Problem details ▸ Repeat verbatim the lines of the data below, beginning with the line containing "bin, I would be grateful." and continuing to the end.

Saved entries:
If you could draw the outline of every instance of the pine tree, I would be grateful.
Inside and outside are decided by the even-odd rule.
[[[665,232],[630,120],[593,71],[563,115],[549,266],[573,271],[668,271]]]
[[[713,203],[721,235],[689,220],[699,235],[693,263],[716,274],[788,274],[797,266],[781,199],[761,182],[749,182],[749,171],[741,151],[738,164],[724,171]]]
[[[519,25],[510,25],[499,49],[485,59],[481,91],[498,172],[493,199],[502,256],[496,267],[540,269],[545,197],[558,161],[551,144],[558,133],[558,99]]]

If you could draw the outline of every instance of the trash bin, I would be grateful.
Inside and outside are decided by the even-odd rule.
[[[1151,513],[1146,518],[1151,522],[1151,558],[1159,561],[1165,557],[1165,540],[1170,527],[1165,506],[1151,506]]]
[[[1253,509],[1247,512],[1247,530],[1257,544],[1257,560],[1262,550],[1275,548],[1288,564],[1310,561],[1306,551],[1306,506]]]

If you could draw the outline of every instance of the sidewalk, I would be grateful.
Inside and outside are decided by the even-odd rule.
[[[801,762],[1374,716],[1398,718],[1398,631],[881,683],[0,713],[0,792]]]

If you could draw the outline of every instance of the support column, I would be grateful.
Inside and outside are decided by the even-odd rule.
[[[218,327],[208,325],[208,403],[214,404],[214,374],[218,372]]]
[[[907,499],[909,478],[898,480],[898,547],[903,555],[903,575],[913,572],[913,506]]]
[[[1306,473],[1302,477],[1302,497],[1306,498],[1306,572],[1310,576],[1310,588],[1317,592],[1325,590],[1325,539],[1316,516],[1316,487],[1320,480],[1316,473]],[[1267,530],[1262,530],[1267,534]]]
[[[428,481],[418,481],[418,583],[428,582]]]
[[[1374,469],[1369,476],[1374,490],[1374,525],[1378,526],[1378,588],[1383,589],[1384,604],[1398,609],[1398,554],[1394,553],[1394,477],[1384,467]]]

Written answer ▸
If you could draw the outline of every instance of the trash bin, I would be grateful.
Inside and outside are decided by the even-odd rule.
[[[1151,513],[1146,518],[1151,522],[1151,558],[1159,561],[1165,557],[1165,540],[1170,527],[1165,506],[1151,506]]]
[[[1253,509],[1247,512],[1247,530],[1257,544],[1257,560],[1262,550],[1275,548],[1288,564],[1310,561],[1306,551],[1306,506]]]

If you could draw the outline of every instance of the sidewalk, I would be grateful.
Inside and outside are decided by the even-odd rule.
[[[801,762],[1374,716],[1398,718],[1398,631],[881,683],[0,713],[0,792]]]

If you could draw the outline of every instance of the support column, I would be grateful.
Inside and outside are decided by the even-odd rule.
[[[218,327],[208,325],[208,403],[214,404],[214,374],[218,372]]]
[[[907,499],[909,478],[898,480],[898,547],[903,555],[903,575],[913,572],[913,506]]]
[[[1306,473],[1302,477],[1302,497],[1306,498],[1306,572],[1310,576],[1310,588],[1317,592],[1325,590],[1325,539],[1316,516],[1316,487],[1320,480],[1316,473]],[[1267,530],[1262,530],[1267,534]]]
[[[428,481],[418,481],[418,583],[428,582]]]
[[[1374,469],[1369,476],[1374,490],[1374,525],[1378,526],[1378,588],[1383,589],[1384,604],[1398,609],[1398,554],[1394,553],[1394,477],[1384,467]]]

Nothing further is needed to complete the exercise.